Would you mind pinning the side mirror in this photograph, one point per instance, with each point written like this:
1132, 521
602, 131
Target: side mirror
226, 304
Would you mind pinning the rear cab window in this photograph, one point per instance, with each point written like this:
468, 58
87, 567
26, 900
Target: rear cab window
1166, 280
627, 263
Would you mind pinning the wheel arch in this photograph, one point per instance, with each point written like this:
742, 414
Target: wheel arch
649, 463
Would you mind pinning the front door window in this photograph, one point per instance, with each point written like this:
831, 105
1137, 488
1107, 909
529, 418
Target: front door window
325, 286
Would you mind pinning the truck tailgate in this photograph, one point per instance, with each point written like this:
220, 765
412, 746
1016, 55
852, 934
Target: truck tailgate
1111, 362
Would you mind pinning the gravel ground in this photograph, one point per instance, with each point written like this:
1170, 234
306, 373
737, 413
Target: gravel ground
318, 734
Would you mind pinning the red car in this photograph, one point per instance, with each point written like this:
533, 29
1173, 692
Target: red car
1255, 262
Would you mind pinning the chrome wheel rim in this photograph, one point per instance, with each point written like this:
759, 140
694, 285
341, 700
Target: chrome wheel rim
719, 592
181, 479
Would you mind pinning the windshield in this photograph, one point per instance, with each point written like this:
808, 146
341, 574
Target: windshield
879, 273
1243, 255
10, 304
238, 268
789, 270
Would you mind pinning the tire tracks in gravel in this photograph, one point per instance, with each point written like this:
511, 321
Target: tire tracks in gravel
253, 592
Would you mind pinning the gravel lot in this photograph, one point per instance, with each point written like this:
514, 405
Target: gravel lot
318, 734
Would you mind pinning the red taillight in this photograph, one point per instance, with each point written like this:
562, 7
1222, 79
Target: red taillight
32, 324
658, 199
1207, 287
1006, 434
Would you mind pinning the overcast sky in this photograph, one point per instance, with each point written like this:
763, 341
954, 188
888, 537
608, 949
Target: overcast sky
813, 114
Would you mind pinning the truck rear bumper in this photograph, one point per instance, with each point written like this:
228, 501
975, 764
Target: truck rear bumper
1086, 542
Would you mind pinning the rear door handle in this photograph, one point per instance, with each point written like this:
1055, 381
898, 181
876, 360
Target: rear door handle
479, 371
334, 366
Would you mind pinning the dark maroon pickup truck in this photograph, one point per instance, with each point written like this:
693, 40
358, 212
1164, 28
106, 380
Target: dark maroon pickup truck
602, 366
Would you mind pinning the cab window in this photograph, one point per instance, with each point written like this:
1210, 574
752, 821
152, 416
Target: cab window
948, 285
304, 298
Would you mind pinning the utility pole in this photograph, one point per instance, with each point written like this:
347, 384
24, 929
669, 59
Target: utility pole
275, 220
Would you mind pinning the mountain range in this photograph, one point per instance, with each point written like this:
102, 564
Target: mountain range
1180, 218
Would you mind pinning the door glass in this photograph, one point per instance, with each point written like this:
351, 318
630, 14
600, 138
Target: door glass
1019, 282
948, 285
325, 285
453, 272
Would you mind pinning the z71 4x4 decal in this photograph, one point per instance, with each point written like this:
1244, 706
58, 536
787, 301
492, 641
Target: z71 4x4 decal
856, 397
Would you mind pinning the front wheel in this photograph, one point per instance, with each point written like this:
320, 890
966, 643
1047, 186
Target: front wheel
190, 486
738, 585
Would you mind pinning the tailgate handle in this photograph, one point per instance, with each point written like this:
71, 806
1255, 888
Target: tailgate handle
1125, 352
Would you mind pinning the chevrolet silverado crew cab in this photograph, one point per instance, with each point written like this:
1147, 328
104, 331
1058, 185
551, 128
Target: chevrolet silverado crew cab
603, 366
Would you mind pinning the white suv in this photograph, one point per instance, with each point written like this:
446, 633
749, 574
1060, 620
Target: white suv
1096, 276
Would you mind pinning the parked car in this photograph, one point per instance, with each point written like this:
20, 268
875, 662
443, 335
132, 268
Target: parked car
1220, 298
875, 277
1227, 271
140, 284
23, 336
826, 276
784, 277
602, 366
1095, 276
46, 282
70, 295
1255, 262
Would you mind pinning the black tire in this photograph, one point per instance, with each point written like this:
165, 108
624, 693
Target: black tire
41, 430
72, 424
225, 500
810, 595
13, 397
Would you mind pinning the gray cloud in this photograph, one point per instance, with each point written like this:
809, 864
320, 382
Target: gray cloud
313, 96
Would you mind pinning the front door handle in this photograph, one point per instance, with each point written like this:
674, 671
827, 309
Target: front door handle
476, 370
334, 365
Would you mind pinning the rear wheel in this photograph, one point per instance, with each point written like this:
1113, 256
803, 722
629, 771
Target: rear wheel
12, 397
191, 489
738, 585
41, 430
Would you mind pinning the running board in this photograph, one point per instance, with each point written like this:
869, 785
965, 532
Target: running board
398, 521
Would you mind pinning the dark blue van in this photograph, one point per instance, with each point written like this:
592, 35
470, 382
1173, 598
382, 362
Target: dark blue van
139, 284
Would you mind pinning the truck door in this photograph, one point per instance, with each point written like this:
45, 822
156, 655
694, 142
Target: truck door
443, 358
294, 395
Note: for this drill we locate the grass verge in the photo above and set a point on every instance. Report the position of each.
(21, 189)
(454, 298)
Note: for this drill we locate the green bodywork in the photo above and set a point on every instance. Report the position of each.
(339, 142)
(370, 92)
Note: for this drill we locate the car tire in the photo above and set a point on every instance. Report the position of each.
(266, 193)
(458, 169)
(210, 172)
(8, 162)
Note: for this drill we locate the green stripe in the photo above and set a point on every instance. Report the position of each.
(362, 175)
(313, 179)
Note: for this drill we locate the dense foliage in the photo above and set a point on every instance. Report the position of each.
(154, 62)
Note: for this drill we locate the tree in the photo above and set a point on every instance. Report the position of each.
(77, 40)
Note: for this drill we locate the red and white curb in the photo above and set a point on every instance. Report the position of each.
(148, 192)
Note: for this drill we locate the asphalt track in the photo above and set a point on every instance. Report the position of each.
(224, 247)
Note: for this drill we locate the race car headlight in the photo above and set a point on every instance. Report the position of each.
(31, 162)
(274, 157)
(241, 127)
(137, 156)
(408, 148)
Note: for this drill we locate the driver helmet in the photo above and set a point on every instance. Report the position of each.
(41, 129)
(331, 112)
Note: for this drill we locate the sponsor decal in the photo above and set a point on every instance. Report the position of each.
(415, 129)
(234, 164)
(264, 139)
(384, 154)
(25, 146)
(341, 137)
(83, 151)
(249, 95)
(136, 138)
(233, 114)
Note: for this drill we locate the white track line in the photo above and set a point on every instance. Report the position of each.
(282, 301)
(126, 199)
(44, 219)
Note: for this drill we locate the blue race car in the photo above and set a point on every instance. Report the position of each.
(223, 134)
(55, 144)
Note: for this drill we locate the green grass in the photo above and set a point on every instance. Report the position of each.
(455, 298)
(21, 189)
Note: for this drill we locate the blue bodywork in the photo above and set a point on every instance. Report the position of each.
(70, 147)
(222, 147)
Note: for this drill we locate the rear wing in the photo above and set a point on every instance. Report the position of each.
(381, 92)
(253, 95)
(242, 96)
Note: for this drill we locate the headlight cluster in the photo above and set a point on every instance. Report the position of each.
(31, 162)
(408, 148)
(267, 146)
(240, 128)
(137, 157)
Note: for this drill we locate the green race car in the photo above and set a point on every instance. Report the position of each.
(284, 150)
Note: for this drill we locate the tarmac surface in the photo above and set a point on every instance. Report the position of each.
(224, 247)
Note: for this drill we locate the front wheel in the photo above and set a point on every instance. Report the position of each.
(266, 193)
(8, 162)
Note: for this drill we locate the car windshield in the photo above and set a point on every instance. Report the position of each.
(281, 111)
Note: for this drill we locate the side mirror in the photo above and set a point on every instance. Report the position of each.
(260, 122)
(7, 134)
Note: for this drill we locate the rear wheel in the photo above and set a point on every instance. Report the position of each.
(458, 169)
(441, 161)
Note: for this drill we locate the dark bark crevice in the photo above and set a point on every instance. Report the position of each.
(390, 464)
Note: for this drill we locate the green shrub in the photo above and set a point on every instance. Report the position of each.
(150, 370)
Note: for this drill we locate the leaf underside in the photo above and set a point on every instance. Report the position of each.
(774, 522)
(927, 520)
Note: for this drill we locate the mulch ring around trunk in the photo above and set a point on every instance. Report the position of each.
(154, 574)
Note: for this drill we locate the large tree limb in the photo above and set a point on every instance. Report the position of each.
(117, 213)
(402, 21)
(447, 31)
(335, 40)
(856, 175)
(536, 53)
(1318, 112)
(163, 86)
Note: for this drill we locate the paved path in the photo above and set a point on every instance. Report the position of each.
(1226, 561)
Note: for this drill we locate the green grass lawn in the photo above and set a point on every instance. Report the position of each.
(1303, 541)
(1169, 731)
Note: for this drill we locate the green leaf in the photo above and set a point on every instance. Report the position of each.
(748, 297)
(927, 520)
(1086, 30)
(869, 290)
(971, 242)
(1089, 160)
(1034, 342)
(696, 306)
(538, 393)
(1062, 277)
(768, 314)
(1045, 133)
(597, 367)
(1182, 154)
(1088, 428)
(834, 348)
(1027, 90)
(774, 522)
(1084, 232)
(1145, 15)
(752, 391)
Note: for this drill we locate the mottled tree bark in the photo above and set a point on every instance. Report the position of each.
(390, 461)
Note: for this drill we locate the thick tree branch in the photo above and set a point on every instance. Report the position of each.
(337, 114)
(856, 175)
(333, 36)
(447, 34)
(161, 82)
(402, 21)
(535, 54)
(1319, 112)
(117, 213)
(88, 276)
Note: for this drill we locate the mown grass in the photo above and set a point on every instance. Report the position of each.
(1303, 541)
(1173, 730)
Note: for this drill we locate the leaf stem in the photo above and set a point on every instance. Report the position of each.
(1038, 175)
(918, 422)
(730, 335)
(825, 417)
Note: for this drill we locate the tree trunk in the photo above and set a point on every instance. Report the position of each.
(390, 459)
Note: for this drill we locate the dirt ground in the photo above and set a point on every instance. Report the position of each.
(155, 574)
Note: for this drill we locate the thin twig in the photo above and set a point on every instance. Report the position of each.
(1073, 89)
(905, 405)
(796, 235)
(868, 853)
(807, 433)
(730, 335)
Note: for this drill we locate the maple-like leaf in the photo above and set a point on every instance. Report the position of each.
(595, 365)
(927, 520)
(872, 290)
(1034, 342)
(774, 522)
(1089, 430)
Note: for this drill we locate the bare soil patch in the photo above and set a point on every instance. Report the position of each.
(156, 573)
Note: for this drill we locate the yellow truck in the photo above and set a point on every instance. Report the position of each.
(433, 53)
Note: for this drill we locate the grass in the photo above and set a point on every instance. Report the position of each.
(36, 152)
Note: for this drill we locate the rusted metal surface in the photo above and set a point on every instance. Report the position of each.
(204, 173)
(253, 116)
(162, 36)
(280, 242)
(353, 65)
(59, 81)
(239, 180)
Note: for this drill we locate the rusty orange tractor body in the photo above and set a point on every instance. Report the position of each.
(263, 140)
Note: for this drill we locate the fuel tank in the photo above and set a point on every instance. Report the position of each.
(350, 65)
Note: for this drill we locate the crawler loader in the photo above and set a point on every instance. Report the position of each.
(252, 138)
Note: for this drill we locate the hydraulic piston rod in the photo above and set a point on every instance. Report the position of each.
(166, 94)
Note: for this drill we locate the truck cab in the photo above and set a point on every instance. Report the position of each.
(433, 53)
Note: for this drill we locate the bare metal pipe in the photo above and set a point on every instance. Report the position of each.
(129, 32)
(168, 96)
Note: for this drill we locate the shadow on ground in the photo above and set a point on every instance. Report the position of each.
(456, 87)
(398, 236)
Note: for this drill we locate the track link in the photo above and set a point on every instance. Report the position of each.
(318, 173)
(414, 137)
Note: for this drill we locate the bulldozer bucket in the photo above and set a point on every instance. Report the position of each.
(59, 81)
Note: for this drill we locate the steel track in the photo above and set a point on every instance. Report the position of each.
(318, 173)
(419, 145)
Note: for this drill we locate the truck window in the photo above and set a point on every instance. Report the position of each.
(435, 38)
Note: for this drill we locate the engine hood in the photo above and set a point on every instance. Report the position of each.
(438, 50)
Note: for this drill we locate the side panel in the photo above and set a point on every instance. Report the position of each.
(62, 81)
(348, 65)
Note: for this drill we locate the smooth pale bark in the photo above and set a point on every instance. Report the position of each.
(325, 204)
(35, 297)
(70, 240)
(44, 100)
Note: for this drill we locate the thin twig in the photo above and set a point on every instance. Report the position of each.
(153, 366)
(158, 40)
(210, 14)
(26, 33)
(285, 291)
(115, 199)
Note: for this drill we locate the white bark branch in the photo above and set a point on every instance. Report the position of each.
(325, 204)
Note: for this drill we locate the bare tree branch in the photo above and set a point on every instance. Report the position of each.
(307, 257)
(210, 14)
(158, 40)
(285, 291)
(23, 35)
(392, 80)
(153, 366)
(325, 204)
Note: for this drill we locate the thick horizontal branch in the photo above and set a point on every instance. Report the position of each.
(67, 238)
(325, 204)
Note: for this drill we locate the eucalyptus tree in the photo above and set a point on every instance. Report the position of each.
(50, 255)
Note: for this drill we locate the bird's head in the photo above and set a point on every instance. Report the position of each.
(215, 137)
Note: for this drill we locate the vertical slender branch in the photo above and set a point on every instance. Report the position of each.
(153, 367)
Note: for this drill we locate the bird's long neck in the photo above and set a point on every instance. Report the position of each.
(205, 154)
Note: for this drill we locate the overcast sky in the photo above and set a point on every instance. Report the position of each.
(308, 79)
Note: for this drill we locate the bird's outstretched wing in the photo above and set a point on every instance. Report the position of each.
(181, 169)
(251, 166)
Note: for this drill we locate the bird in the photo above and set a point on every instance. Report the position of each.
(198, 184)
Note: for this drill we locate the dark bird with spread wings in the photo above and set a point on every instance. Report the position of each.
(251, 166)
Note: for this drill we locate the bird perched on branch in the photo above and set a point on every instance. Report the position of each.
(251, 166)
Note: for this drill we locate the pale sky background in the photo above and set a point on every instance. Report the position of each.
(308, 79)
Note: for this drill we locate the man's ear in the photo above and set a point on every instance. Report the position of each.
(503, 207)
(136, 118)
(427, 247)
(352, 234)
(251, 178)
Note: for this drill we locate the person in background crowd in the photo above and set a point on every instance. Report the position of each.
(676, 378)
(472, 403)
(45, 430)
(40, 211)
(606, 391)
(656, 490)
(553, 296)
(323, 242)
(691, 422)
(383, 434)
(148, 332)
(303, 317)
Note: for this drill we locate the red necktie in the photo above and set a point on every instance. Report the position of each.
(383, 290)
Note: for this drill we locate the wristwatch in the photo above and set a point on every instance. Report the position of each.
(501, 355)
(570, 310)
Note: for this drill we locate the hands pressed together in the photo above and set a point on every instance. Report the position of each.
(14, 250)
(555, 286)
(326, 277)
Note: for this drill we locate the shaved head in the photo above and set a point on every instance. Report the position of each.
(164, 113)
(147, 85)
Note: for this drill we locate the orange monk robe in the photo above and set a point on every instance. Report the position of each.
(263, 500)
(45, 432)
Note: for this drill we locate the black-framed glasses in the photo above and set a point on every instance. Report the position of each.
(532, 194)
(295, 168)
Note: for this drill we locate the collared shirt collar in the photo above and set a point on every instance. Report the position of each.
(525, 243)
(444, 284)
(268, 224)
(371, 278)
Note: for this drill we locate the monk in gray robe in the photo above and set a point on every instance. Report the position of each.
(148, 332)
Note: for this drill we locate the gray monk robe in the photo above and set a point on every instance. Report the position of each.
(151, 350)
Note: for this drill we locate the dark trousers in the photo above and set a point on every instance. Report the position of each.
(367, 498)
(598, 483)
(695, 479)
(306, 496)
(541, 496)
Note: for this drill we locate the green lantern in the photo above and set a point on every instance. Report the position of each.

:: PROBLEM DESCRIPTION ::
Beginning at the line with "Would you mind pinning the dark maroon" and stopping after the line with "Would you mind pinning the cab", please write out every line of the data above exactly and nothing else.

:: ANSWER SECTION ::
Would you mind pinning the dark maroon pickup truck in this photograph, one point per instance, with each point written like this:
693, 40
358, 212
1164, 28
106, 380
Target: dark maroon pickup truck
602, 366
Would you mind pinning the cab window in this photograph, one point per instance, with each point written like this:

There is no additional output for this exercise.